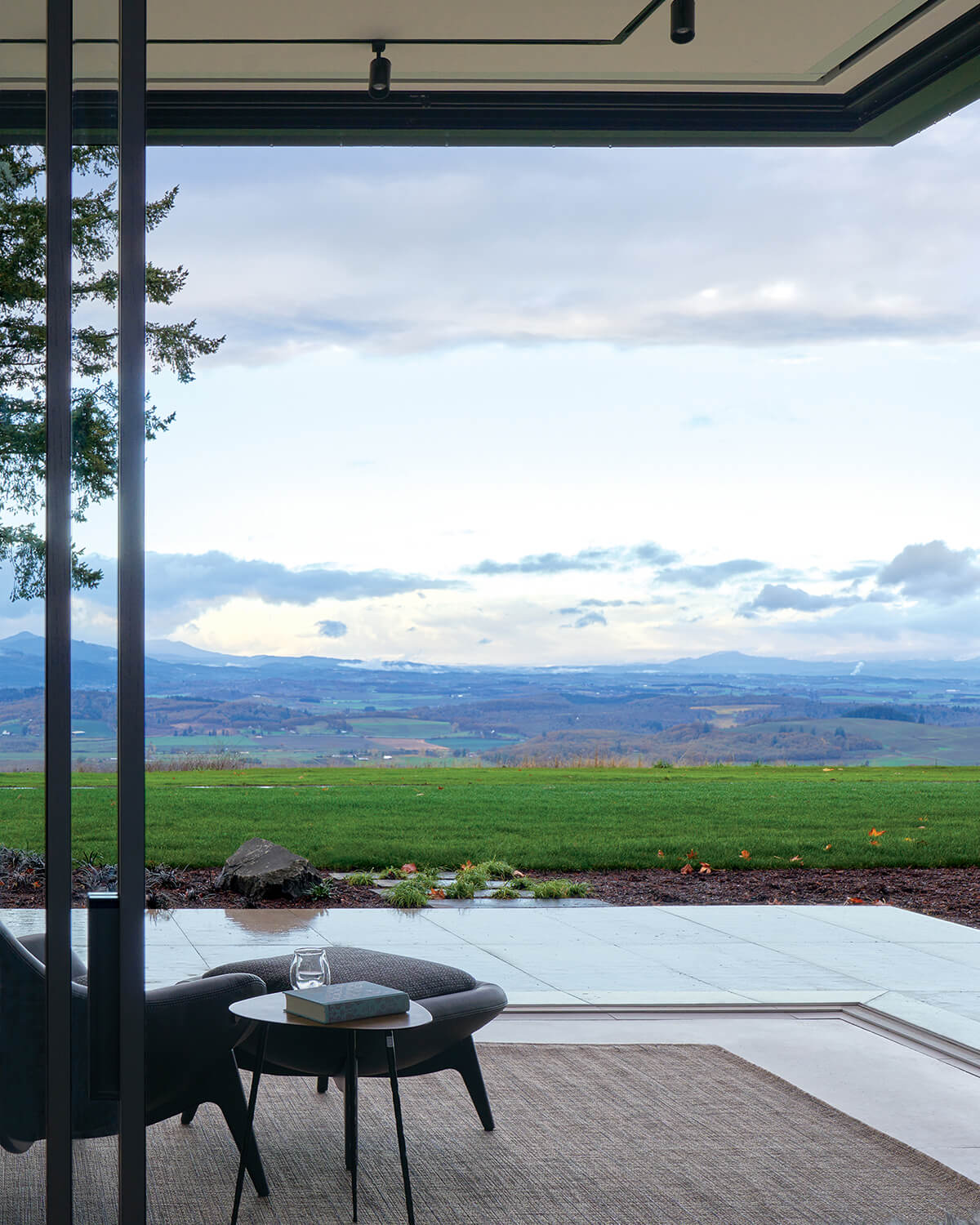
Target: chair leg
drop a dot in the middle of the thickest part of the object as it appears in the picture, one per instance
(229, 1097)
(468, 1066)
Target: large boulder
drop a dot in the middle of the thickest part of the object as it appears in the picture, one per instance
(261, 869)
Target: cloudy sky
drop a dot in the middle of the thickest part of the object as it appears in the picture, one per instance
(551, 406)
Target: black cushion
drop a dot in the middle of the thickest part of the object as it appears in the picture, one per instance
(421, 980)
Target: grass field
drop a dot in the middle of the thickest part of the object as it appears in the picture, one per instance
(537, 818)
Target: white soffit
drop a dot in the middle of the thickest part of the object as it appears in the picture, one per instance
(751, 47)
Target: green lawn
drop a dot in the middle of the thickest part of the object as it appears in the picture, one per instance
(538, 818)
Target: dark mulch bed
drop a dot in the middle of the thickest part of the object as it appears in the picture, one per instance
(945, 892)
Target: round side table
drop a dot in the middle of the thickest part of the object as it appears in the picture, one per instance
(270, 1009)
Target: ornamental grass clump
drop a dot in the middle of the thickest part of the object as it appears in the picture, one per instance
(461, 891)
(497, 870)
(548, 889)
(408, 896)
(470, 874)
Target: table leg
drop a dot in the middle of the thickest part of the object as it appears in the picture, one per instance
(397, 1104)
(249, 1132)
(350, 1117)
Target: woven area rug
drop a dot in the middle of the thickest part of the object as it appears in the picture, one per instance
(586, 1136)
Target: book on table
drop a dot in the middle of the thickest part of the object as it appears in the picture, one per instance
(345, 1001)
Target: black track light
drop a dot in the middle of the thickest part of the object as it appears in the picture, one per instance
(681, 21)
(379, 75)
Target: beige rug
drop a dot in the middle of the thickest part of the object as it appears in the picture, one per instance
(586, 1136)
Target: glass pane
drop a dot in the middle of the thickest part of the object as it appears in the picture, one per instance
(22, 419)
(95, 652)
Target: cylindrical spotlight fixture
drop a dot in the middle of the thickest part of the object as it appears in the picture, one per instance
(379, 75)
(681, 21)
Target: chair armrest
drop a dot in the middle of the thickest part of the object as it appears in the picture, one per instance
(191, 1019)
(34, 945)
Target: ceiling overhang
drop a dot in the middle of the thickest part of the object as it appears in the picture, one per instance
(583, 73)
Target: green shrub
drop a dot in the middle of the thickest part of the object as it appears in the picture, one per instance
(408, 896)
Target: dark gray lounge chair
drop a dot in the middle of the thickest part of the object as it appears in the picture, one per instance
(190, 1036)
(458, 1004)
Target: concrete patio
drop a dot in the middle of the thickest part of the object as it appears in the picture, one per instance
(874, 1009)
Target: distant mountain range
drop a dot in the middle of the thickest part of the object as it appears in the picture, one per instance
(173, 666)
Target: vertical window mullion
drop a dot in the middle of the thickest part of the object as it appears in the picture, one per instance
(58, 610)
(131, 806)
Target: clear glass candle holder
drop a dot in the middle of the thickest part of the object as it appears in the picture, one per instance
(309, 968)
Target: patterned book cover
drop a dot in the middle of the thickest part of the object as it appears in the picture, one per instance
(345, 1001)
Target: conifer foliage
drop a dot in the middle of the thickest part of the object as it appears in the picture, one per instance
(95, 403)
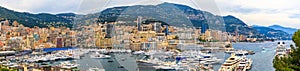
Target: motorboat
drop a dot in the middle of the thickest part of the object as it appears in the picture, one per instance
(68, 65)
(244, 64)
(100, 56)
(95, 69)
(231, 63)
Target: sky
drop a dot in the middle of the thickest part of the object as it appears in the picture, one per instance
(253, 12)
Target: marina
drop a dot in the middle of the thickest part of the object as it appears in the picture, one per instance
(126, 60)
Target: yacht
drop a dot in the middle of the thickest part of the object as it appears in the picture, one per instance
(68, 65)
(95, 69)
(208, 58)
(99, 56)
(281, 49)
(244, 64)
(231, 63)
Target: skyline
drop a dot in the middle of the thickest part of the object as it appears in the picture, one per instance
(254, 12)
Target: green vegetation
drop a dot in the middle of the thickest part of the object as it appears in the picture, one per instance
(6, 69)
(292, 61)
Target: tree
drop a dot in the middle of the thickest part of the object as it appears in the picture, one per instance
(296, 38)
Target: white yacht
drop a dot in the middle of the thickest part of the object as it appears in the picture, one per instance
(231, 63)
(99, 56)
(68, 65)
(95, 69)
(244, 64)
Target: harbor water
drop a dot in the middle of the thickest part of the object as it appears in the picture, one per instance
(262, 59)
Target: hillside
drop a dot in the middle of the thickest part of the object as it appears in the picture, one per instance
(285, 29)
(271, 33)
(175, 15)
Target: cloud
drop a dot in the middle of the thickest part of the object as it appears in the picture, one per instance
◇ ◇ ◇ ◇ ◇
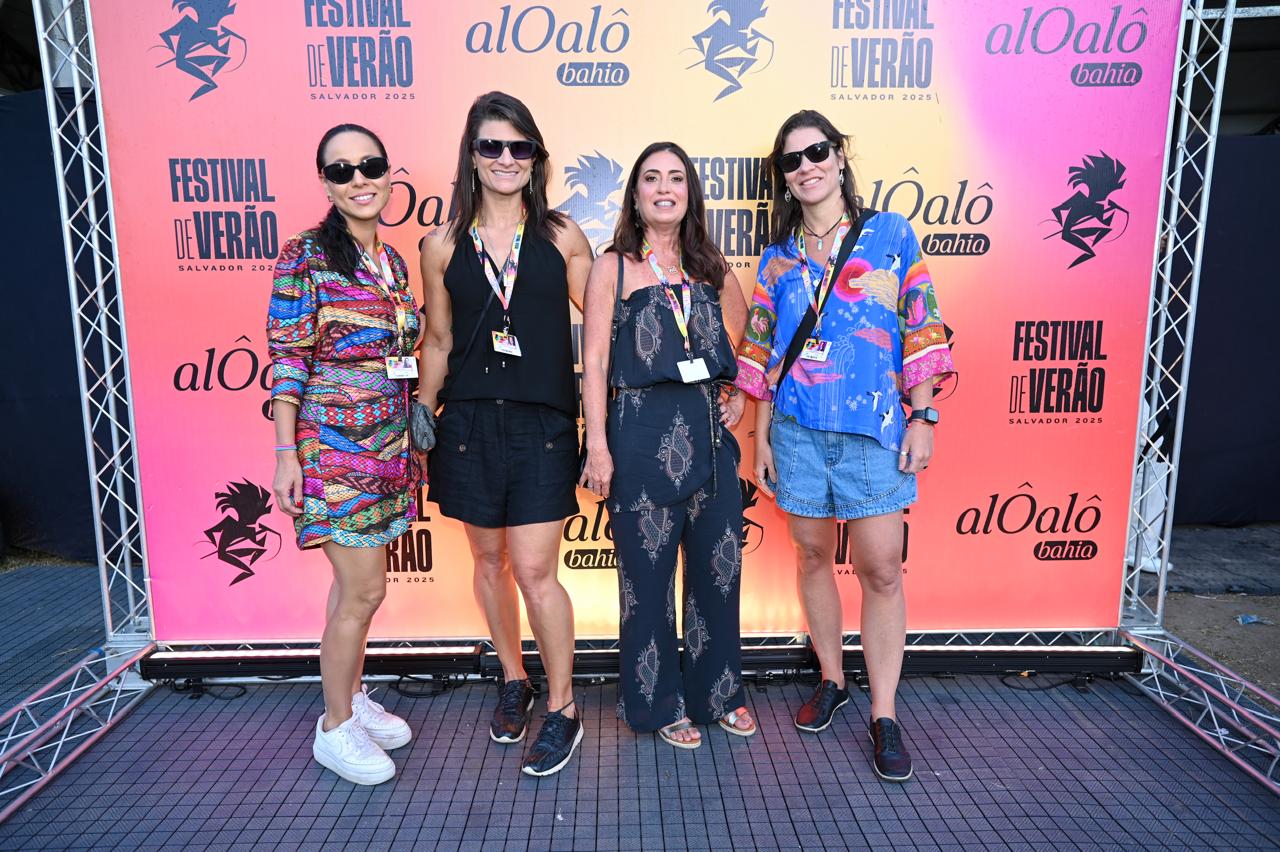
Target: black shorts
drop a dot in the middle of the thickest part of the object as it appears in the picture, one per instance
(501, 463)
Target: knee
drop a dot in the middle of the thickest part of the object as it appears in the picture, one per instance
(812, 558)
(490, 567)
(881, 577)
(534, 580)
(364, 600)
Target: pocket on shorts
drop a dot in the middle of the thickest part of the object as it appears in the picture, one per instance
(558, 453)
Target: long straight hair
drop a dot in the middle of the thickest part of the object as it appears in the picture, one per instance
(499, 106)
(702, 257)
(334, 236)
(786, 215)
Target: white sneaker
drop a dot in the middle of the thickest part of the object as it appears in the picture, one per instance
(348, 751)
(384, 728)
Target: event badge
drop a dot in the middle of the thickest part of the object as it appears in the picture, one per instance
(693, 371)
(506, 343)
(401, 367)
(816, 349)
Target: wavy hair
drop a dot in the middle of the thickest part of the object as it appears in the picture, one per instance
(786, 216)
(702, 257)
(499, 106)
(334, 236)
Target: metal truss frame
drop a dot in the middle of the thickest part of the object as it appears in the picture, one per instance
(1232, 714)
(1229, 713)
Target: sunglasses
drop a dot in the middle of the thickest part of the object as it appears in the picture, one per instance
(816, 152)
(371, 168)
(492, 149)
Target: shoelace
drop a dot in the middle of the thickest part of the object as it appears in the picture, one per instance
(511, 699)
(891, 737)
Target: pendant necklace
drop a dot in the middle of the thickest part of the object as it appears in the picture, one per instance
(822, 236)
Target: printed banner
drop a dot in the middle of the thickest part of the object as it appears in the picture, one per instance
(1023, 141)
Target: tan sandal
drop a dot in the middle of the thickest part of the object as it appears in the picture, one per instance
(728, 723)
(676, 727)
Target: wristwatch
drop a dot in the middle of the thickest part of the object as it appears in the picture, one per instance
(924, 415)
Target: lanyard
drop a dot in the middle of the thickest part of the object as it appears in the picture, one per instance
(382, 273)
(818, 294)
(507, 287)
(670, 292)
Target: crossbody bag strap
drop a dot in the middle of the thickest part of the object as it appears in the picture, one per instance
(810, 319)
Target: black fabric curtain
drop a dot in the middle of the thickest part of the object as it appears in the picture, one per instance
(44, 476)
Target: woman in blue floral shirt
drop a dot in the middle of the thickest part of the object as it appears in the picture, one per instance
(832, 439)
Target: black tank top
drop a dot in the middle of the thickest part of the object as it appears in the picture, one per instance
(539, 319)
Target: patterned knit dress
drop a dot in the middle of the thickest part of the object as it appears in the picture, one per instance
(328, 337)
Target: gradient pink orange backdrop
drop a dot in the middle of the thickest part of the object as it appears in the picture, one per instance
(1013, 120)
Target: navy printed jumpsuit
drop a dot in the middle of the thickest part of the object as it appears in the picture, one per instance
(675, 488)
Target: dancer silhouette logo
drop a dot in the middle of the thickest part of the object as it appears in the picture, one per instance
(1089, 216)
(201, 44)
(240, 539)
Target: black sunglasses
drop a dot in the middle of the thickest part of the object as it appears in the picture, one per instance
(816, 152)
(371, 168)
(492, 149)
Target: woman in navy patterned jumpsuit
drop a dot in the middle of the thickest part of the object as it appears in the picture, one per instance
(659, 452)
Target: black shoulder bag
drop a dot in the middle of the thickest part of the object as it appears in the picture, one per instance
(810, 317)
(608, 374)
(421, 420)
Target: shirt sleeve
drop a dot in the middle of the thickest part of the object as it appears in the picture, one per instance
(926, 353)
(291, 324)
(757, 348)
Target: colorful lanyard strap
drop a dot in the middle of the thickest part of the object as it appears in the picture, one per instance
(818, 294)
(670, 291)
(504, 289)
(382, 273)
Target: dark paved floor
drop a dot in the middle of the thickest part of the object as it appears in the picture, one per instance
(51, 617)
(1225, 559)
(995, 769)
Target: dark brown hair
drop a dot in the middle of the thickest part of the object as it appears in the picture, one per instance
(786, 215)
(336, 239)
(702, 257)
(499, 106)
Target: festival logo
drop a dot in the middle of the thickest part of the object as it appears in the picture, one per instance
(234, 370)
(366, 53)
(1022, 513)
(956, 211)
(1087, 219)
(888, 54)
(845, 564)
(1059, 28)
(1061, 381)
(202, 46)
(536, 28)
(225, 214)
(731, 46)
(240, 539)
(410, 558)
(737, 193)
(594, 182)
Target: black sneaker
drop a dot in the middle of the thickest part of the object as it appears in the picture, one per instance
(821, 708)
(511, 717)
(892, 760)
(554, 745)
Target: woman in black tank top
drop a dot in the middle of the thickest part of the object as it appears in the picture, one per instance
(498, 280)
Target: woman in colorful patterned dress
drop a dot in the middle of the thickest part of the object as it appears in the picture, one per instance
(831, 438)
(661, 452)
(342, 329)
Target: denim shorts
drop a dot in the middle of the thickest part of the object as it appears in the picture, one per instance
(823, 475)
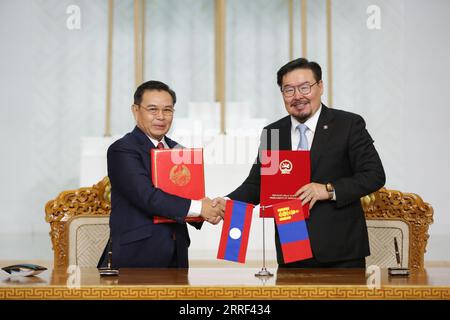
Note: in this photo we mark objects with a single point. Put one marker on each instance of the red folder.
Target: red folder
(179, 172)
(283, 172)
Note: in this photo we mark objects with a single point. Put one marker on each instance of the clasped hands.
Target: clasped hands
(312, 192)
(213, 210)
◇ ◇ ◇ ◇ ◇
* **What to do**
Sift the data above for lines with "dark", then copy each one.

* **Answer space**
Target: dark mulch bed
Target: dark gray lounge chair
Target: dark paved floor
Target: dark brown hair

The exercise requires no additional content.